━━ Exercise input ━━

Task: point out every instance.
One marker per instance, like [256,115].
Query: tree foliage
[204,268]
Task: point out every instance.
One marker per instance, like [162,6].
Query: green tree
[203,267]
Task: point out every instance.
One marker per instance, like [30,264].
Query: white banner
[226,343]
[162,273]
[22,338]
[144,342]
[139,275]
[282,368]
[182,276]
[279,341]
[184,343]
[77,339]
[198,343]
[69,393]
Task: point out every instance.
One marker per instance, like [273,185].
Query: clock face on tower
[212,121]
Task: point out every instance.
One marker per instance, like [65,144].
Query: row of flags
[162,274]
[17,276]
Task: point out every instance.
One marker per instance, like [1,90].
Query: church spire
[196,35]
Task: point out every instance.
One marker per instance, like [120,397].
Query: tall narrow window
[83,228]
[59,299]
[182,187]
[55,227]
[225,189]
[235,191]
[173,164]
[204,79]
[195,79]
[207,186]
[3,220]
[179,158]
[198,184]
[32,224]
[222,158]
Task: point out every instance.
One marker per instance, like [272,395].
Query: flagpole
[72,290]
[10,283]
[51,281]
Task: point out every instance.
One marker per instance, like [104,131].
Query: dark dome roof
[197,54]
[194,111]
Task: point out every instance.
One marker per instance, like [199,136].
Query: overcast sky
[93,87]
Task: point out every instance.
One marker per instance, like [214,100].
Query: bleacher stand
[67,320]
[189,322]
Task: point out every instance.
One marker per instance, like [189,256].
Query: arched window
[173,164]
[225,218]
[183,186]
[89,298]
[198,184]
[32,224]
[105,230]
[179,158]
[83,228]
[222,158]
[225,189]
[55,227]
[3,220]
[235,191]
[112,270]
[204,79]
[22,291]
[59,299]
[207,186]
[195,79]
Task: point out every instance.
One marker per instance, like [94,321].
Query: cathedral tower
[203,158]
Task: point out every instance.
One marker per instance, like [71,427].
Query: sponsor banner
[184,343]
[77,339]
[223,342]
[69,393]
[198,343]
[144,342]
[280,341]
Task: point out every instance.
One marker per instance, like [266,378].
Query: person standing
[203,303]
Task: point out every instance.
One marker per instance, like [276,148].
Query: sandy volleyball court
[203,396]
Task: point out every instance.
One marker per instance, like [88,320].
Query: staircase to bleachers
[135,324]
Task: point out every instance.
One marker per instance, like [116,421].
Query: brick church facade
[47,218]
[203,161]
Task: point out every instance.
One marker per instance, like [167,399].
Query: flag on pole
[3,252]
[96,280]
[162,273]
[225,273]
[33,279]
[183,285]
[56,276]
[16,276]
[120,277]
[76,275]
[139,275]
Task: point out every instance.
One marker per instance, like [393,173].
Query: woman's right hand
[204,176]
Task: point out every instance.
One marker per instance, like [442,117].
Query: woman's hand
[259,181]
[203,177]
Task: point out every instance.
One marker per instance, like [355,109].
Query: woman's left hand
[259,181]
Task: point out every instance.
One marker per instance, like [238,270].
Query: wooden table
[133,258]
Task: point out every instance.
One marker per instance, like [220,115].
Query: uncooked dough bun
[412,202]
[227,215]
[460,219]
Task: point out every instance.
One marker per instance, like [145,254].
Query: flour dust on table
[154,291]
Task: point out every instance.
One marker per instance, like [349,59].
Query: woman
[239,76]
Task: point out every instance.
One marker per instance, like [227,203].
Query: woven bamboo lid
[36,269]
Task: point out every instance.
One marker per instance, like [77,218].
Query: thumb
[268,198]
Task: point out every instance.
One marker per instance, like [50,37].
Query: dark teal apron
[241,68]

━━━
━━ Exercise input ━━

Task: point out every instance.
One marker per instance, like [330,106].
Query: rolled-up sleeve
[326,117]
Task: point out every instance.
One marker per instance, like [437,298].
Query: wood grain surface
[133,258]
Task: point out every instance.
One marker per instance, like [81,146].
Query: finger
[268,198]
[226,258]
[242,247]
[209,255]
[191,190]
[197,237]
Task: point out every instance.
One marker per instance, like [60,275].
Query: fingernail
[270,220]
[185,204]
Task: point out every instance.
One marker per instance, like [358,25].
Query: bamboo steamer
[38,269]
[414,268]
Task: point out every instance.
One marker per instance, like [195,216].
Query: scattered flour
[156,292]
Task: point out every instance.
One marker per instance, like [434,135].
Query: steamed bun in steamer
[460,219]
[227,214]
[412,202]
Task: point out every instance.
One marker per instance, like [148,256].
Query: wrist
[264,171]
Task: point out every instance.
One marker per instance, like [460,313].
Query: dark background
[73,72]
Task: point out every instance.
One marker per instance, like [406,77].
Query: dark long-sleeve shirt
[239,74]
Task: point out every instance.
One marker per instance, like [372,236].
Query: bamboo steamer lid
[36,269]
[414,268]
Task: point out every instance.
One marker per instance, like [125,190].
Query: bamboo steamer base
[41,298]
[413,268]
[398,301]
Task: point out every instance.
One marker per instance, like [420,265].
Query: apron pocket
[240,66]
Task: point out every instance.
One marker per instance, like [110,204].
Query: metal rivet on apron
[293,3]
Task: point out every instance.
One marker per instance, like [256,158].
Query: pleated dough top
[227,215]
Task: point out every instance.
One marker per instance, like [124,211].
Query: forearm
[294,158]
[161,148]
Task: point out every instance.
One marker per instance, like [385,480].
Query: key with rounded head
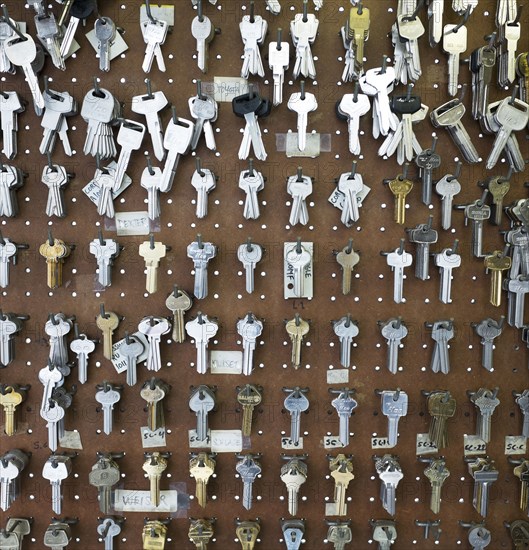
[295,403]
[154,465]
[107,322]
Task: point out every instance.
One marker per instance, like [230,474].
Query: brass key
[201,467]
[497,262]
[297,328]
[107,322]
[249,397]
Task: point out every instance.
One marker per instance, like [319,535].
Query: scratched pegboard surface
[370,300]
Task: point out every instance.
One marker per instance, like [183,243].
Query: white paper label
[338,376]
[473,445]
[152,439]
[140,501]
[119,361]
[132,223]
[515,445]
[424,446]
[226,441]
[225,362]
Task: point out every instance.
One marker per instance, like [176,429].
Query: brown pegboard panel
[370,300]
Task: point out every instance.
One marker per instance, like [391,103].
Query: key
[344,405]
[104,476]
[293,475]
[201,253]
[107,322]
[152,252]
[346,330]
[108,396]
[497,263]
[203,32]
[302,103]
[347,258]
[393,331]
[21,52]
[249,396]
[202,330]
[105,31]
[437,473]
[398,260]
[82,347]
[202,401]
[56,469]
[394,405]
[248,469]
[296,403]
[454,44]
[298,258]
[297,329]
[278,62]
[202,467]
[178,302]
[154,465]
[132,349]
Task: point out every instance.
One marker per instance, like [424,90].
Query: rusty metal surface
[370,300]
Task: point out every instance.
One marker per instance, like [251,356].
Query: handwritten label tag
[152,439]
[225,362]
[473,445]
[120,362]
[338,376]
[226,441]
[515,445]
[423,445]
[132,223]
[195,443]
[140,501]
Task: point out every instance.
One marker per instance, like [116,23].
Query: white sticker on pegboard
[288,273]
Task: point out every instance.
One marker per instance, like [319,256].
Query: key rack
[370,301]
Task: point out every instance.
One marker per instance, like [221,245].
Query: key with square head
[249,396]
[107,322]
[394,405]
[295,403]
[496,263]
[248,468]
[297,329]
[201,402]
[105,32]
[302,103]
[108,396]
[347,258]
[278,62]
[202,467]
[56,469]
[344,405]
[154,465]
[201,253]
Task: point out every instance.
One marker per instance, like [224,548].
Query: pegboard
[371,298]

━━━

§ **Written request**: Count the lines above that contain the word "apron", treating uppercase and lowercase as different, and give only the number.

§ **Task response**: 3